REQUIREMENT: All material below is to be reproduced exactly.

DATA RECORDS:

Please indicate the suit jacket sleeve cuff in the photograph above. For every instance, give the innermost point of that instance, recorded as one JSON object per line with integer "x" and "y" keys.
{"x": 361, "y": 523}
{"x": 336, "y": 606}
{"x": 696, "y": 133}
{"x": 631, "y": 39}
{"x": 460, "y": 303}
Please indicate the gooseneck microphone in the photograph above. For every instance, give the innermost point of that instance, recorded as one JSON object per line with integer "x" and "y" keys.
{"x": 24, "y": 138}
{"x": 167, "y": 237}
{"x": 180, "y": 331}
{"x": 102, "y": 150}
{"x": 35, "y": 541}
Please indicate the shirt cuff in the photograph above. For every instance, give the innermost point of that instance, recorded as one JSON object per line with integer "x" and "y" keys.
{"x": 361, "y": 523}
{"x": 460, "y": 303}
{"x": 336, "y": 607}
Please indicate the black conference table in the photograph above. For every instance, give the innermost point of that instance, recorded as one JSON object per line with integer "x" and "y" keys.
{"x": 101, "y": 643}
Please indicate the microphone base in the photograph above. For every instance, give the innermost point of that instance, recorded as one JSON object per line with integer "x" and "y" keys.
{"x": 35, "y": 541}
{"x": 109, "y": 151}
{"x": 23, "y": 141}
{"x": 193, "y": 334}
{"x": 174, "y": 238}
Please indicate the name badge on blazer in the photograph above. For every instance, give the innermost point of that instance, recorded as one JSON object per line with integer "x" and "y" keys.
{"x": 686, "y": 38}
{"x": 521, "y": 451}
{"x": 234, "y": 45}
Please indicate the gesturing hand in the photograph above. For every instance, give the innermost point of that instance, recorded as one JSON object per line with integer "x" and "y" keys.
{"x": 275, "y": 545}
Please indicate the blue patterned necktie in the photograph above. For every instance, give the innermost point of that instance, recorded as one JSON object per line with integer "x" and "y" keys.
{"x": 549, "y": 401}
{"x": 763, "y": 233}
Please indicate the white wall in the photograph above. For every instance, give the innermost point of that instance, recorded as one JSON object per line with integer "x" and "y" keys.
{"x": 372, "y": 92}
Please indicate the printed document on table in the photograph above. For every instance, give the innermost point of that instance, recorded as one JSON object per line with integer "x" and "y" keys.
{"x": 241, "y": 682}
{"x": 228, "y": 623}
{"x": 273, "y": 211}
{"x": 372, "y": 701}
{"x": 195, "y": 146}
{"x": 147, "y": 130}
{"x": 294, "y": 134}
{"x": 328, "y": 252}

TASK RESPONSE:
Please indicate the suit jacket sleeve cuff in the photograph above. For every instance, give the innermost point of that instance, recorded as one JSON object per line with integer "x" and "y" keys.
{"x": 361, "y": 523}
{"x": 336, "y": 606}
{"x": 696, "y": 133}
{"x": 631, "y": 39}
{"x": 460, "y": 303}
Please indicate the gooseneck microphone in the photograph above. For every instance, give the innermost point of that instance, recorded as one JSON object per line with integer "x" and "y" keys.
{"x": 24, "y": 138}
{"x": 167, "y": 237}
{"x": 180, "y": 331}
{"x": 102, "y": 150}
{"x": 35, "y": 541}
Please indicate the shirt cuff in the photograph above. For every instance, give the innermost point of that instance, recorded as one JSON object per line with integer "x" and "y" keys.
{"x": 361, "y": 523}
{"x": 460, "y": 303}
{"x": 336, "y": 607}
Please indicate the black conference table in the photograph above. For every instance, give the innermost point of that instance, recorded as one JSON object per line with integer "x" and "y" keys.
{"x": 101, "y": 643}
Please indicate the microphone base in the photograph above. For every instance, give the innermost point of that instance, recorded as one JSON object per line with integer "x" and "y" keys.
{"x": 35, "y": 541}
{"x": 109, "y": 151}
{"x": 23, "y": 141}
{"x": 193, "y": 334}
{"x": 174, "y": 238}
Please indicate the name badge on blazer in the photograph above. For every instance, give the innermost point of that instance, recorded as one JSON object per line with integer "x" and "y" keys.
{"x": 686, "y": 38}
{"x": 521, "y": 451}
{"x": 234, "y": 45}
Please indicate the gesturing hand in the photograph above. For every instance, give the innermost point of that instance, recorded as one JSON object per line with integer "x" and "y" keys.
{"x": 275, "y": 545}
Please indicate the blue patterned necktie in the photograph above. For every instance, give the innermost point of that instance, recorded as one JSON object per line with integer "x" and "y" keys.
{"x": 549, "y": 401}
{"x": 763, "y": 233}
Please indicate the white wall in the photograph above. For every instance, give the innermost point of that instance, recorded as one JSON object per line with integer "x" and "y" keys.
{"x": 372, "y": 92}
Please indicate the printed document on table in the photograph above. For every instance, give the innermost point of that instance, recorded as one JSON object per line with integer "x" and "y" keys.
{"x": 241, "y": 682}
{"x": 228, "y": 623}
{"x": 273, "y": 211}
{"x": 372, "y": 701}
{"x": 195, "y": 146}
{"x": 147, "y": 130}
{"x": 294, "y": 134}
{"x": 328, "y": 252}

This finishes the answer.